* _WHAT TO PRODUCE_
Lines from the first one down to the one containing "Target: cloud" in the data below are the only ones needed; please return them exactly, both ends included.

(Stored data)
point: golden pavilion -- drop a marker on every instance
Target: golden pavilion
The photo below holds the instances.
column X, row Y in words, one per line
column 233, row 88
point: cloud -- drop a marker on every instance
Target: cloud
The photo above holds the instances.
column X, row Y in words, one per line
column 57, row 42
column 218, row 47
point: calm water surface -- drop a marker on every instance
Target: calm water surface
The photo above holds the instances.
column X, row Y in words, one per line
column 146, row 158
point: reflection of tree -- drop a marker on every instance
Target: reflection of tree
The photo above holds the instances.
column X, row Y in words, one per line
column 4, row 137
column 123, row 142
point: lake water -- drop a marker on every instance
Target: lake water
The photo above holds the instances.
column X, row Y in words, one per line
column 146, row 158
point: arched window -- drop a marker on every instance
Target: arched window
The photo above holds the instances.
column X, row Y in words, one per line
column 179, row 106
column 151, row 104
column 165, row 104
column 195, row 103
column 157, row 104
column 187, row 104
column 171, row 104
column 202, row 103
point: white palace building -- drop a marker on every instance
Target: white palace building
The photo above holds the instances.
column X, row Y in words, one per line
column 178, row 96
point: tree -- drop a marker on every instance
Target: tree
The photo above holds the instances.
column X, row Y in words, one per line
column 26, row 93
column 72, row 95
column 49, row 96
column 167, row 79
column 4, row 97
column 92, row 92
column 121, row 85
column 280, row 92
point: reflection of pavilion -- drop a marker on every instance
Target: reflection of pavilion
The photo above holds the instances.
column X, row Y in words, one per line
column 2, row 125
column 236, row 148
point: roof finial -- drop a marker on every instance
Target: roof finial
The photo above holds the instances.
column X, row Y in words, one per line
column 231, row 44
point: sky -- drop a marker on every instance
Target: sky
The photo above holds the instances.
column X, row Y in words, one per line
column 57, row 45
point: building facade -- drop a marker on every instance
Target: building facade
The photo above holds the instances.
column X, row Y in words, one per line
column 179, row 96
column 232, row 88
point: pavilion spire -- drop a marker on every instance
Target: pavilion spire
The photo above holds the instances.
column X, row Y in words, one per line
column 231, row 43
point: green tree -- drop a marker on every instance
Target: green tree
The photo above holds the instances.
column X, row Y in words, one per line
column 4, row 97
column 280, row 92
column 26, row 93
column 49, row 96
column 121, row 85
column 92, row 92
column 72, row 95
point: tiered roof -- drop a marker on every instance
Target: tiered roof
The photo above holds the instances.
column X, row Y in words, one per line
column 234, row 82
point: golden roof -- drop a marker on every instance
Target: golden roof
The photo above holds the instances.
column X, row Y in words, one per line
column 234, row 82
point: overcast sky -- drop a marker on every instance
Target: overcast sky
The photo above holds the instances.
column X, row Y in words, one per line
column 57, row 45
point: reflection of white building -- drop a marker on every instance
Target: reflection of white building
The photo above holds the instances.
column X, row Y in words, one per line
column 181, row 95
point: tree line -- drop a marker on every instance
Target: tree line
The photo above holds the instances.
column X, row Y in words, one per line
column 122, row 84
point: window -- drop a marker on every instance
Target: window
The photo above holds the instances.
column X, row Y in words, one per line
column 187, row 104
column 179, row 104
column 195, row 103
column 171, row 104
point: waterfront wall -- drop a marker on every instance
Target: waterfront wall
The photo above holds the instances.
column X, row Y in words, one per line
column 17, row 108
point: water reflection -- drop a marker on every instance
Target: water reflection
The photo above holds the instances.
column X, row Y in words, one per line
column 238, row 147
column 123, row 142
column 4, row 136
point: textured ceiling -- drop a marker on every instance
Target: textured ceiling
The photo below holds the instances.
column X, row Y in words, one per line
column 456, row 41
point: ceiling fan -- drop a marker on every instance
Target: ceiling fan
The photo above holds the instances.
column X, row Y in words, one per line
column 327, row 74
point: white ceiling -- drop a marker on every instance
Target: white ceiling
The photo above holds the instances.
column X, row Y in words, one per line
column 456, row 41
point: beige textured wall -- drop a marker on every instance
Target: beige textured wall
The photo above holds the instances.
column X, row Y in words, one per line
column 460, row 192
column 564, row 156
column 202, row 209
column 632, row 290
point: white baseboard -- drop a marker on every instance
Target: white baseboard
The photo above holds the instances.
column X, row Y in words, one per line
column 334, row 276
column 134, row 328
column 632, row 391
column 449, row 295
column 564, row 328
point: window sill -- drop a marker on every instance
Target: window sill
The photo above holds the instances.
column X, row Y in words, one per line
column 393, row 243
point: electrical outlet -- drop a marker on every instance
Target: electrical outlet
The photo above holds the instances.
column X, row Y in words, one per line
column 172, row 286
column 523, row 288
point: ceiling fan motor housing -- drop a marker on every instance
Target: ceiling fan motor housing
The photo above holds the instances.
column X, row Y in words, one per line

* _EXERCISE RESPONSE_
point: golden pavilion -- drop a marker on every instance
Target: golden pavilion
The photo below holds the instances.
column X, row Y in words, one per line
column 233, row 88
point: cloud -- drop a marker on every instance
Target: cloud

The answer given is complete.